__SHORT TASK__. Change "concrete walkway" to "paved walkway" in the items from the line with "Select each black beetle shown." up to and including the line with "[38,25,42,36]". Write out only those lines again, leaving everything else in them unaltered.

(Source records)
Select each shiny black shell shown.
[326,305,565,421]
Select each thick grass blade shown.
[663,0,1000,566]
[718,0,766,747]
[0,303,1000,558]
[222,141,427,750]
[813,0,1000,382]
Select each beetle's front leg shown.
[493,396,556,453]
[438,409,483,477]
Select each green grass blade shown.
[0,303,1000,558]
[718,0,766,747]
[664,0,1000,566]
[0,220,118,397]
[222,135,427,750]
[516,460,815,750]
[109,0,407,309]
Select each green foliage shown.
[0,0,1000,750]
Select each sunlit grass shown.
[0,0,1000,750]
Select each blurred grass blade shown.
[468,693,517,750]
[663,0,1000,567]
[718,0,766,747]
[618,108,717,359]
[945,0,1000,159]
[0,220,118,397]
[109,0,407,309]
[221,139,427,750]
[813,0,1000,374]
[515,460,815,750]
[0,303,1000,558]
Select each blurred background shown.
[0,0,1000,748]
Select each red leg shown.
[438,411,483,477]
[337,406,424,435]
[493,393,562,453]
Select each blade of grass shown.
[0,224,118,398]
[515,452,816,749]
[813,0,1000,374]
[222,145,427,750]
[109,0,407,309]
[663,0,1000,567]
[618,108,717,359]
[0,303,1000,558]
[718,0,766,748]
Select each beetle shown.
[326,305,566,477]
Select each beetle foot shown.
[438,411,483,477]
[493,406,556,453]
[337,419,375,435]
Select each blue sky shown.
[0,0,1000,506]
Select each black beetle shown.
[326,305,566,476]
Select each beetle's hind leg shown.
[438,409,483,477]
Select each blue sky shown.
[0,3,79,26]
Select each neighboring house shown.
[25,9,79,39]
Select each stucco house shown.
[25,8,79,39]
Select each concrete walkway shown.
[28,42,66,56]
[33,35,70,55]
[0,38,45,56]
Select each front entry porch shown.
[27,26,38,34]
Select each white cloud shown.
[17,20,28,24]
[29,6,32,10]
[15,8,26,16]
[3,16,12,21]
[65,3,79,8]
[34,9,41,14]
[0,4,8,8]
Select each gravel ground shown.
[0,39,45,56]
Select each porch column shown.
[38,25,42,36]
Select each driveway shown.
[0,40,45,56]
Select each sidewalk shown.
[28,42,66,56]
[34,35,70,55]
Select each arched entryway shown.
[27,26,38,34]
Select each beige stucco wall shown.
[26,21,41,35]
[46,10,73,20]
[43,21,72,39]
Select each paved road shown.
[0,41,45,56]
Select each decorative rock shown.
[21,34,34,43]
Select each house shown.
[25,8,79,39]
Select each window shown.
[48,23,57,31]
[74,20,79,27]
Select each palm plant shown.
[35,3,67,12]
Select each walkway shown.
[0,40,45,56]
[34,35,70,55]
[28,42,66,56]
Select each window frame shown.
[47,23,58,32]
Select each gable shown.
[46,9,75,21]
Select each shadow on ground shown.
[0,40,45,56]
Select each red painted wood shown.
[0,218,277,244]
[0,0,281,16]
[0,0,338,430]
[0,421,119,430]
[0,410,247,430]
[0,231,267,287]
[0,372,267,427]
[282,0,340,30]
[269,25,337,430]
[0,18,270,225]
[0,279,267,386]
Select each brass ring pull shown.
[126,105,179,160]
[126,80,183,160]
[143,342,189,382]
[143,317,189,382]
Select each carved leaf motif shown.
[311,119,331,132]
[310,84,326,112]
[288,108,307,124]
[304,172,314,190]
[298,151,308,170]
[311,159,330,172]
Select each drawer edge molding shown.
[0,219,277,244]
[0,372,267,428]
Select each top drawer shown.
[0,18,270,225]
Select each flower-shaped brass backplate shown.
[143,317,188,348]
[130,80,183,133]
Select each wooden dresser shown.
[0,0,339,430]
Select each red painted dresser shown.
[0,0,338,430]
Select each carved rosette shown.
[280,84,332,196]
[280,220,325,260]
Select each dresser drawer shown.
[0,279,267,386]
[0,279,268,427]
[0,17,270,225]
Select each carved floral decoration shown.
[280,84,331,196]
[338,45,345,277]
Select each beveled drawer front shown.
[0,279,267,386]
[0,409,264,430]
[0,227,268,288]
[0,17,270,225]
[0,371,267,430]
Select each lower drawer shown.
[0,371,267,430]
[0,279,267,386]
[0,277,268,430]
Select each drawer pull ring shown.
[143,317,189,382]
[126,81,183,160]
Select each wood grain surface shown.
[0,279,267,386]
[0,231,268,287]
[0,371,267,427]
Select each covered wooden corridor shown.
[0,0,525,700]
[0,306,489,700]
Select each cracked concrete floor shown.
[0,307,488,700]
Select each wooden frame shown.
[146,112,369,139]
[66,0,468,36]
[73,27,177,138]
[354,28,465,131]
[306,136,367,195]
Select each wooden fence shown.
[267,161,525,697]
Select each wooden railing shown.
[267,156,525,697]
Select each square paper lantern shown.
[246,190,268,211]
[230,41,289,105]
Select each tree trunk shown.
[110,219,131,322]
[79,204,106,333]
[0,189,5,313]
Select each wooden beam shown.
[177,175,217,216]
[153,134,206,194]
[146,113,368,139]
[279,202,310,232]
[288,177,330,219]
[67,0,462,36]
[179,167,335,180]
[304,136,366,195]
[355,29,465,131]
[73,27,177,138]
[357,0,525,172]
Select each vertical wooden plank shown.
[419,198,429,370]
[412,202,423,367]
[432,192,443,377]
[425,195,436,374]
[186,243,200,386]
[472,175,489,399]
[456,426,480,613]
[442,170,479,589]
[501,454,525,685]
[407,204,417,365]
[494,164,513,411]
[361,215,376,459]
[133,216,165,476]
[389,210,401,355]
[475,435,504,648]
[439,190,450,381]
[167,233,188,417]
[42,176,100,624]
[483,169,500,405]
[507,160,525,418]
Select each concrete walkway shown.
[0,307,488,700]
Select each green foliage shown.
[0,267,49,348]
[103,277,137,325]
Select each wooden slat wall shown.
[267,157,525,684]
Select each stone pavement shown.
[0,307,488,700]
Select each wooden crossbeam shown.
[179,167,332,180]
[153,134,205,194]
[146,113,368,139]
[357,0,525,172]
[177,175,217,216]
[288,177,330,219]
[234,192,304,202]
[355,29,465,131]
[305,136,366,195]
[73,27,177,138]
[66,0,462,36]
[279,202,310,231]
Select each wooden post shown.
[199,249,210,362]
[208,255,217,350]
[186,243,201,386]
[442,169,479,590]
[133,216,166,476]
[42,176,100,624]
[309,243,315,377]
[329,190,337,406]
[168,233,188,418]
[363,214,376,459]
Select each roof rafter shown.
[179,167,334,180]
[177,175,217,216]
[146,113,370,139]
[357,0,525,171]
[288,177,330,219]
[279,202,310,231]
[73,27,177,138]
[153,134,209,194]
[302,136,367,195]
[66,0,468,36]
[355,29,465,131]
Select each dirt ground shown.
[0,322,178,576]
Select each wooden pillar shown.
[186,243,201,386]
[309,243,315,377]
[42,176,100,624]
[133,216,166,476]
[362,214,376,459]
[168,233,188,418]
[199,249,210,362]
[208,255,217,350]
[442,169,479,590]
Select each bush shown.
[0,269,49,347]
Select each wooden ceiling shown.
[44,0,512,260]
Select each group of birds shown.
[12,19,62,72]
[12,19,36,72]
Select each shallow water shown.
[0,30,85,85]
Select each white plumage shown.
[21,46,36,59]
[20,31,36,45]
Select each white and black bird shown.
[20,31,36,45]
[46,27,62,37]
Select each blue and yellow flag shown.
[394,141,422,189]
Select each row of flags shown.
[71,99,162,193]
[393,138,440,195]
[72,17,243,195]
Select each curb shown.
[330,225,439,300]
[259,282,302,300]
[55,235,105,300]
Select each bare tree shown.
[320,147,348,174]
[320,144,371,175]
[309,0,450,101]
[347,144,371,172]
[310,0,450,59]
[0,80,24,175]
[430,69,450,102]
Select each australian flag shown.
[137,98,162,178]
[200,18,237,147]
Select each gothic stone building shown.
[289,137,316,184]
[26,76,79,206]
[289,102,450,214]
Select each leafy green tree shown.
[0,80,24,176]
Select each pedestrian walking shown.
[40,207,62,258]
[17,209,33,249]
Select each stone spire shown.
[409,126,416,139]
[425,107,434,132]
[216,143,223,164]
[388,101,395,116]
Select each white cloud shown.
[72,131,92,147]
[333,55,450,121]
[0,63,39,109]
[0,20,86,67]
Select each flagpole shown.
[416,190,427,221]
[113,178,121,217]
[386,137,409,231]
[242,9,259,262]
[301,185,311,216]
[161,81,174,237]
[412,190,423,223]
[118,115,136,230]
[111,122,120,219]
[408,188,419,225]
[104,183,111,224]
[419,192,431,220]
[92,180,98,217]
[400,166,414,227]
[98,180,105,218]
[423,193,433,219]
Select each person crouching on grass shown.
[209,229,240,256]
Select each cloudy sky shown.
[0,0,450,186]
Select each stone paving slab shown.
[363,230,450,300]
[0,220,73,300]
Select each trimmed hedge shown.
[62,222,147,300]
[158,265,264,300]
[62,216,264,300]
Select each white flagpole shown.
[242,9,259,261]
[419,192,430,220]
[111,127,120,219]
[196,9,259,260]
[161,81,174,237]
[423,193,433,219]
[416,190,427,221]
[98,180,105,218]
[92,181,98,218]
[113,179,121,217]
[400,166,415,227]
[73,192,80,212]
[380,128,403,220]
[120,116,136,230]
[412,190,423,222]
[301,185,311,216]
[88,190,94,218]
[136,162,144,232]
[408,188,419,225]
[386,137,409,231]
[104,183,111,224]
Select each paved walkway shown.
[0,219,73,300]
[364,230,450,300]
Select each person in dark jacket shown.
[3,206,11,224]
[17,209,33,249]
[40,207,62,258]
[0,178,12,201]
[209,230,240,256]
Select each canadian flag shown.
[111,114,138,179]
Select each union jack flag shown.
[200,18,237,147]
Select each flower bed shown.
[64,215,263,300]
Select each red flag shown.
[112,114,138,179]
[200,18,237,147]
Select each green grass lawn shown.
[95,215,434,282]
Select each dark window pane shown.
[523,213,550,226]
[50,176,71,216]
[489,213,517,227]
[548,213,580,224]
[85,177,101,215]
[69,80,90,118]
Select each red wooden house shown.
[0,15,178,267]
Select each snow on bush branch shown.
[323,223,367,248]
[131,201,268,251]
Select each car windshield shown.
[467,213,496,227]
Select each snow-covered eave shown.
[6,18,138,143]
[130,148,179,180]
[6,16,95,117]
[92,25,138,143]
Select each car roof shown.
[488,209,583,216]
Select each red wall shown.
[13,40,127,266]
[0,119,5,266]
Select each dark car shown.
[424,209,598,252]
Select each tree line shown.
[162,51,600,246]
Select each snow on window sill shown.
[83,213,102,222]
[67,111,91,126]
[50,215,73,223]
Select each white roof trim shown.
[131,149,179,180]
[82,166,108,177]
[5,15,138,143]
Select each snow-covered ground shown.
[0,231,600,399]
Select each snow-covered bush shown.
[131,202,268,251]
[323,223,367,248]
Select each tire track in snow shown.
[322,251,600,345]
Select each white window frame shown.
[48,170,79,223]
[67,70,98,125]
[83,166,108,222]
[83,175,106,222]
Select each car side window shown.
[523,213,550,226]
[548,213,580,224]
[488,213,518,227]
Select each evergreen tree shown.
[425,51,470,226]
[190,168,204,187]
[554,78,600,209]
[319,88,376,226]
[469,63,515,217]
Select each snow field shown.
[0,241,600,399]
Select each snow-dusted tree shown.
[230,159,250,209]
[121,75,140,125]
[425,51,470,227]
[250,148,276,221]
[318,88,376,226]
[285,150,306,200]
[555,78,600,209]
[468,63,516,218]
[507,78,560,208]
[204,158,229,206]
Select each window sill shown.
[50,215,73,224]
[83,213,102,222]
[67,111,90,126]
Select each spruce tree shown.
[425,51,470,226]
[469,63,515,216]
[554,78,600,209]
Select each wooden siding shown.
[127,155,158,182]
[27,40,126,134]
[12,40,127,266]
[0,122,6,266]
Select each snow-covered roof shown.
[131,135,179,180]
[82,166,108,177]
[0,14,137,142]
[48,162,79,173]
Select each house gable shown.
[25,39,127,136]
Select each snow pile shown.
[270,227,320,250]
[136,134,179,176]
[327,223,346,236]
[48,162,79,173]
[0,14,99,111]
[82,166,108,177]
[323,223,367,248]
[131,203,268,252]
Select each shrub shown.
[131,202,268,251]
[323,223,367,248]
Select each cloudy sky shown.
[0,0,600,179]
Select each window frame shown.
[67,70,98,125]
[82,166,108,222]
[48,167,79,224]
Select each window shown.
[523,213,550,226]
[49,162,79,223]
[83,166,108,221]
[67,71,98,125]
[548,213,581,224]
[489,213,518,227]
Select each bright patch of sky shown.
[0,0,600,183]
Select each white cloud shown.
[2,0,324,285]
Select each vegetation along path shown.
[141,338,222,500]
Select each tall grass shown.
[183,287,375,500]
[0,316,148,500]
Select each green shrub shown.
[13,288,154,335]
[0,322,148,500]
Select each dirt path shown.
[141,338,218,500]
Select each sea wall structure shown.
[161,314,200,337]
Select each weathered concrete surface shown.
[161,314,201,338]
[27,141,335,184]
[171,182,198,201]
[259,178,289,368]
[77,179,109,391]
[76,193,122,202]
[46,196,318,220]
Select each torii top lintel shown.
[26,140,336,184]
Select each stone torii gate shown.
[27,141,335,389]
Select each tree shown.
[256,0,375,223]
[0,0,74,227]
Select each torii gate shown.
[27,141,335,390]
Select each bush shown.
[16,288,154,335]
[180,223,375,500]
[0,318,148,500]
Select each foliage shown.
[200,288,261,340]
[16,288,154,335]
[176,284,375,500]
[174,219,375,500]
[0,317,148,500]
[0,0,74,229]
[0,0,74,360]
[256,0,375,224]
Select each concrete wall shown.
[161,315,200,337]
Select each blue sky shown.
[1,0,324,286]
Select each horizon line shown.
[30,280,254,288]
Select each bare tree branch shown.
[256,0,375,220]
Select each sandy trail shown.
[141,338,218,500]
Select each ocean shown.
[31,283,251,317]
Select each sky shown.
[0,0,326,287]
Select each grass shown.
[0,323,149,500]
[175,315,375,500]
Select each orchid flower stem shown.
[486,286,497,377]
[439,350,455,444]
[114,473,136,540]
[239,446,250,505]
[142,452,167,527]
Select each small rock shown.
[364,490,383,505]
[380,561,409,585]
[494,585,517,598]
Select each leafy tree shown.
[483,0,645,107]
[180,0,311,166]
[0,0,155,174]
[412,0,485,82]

__FINISHED EXERCISE__.
Select each black beetle shown.
[326,305,566,476]
Select each beetle's hind leg shown.
[438,409,483,477]
Select each blue sky shown.
[0,3,79,26]
Select each neighboring house shown.
[25,9,79,39]
Select each stucco house shown.
[25,8,79,39]
Select each paved walkway shown.
[28,42,66,56]
[33,35,70,55]
[0,38,45,56]
Select each front entry porch shown.
[27,26,38,34]
Select each white cloud shown.
[17,20,28,24]
[29,6,32,10]
[15,8,26,16]
[3,16,12,21]
[65,3,79,8]
[34,9,41,14]
[0,4,8,8]
Select each gravel ground shown.
[0,39,45,56]
Select each porch column shown.
[38,25,42,36]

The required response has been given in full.